═══ ENTRIES PROVIDED
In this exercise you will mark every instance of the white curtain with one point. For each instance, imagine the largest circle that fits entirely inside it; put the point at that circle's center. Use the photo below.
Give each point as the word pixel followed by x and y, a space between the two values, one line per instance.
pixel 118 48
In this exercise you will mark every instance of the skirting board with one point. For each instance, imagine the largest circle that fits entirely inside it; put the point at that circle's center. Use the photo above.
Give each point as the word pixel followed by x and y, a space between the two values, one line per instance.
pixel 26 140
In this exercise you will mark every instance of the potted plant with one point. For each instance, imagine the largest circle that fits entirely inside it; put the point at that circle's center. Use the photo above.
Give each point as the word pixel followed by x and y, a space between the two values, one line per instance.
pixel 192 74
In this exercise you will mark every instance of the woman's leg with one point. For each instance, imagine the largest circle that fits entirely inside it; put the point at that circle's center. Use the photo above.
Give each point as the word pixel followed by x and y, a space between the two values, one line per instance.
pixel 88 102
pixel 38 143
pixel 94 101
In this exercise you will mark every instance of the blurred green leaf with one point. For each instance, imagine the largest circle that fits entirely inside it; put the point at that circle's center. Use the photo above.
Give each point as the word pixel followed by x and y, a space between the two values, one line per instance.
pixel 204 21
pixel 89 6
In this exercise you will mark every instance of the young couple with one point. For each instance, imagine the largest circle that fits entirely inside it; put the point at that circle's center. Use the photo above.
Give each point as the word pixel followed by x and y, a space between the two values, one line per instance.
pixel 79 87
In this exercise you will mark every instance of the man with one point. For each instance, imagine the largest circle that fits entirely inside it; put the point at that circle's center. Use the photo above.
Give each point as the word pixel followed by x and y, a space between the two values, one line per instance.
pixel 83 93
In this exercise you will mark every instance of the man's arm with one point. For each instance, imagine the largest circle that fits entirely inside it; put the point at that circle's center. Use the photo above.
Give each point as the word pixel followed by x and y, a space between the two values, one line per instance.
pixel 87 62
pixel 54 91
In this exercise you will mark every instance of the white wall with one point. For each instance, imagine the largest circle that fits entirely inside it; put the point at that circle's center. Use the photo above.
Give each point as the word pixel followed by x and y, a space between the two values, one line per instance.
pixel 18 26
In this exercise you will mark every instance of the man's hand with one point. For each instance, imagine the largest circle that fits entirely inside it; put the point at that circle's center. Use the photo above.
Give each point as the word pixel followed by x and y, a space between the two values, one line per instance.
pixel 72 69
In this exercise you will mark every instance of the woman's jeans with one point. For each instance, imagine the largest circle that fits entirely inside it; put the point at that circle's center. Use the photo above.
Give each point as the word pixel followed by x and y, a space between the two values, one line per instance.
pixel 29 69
══════
# YOUR GOAL
Rewrite all of the records above, putting "biggest circle" in place of every "largest circle" and leaving everything else unchanged.

# RIGHT ANSWER
In this exercise you will mark every instance of the white curtain with one point. For each instance, imagine the biggest circle that fits entirely inside it; put the point at that circle's center. Use the photo below.
Give each point as the word pixel followed by x and y, a space between the two values, one line per instance.
pixel 118 48
In this exercise you will mark every instance of the skirting board with one point. For each instance, imagine the biggest circle that fits entirely inside it; put the point at that circle's center. Use the photo above.
Give each point as the word pixel followed by x and y, a space between the two values, one line per instance.
pixel 26 140
In this exercise you will mark every instance of the potted plant with one point. For each instance, imagine the biggest circle that fits entirely inside it; put the point at that circle's center. Use the photo above.
Give each point as the word pixel followed by x and y, a space between the two values, one line per instance.
pixel 192 74
In this exercise you will mark every instance of the woman's leg with one point. For each instance, imagine the biggest circle that fits entirely inside it; put the point at that circle's center. Use the photo above.
Give each point as the word pixel followed by x and y, a space between the two values, one line per instance.
pixel 88 102
pixel 38 143
pixel 94 101
In this exercise you will mark every instance of the blurred green leaf with one point. For each instance, imagine the biggest circle that fits entirely inside it; put the point at that circle's center. Use the photo above.
Give each point as the word pixel followed by x and y, a space between the two values, one line per instance.
pixel 204 21
pixel 89 6
In this exercise you will mark every instance of the young couple with one point. For each instance, imagine the biggest circle that fits entirely inside it; put the point at that circle's center. Use the photo above.
Give each point as the word pixel followed by x and y, a space between the two values, one line per instance.
pixel 79 87
In this exercise you will mark every instance of the man with one point. For each instance, imagine the biggest circle that fits entirely inside it; put the point at that circle's center. Use the photo above.
Give each point as the word pixel followed by x and y, a space between the two values, one line per instance.
pixel 83 93
In this exercise you will mark every instance of the man's arm with one point. For each instance, imagine the biggest circle that fits entirely inside it; put the point at that circle's center. Use the photo above.
Give each point as the word pixel followed by x and y, a space between the two values, one line per instance.
pixel 87 62
pixel 54 91
In this exercise you will mark every instance of the white wall with one point. For each instance, imagine the biggest circle that fits entirely inside it; put the point at that circle's center. Use the photo above.
Give each point as the word pixel followed by x and y, a space between the two values, one line per instance.
pixel 18 26
In this exercise you will mark every instance of the man's hand with one point. For each instance, imagine the biggest circle that fits entirely inside it; put the point at that circle's center. Use the photo above.
Give each point as the word pixel followed by x and y, a space between the two values, one line per instance.
pixel 72 69
In this exercise you will mark every instance of the woman's jeans with one point. For each instance, imagine the biggest circle that fits entirely inside it; put the point at that circle's center. Use the photo above.
Give each point as the word pixel followed by x and y, a space between the two values, one line per instance.
pixel 29 69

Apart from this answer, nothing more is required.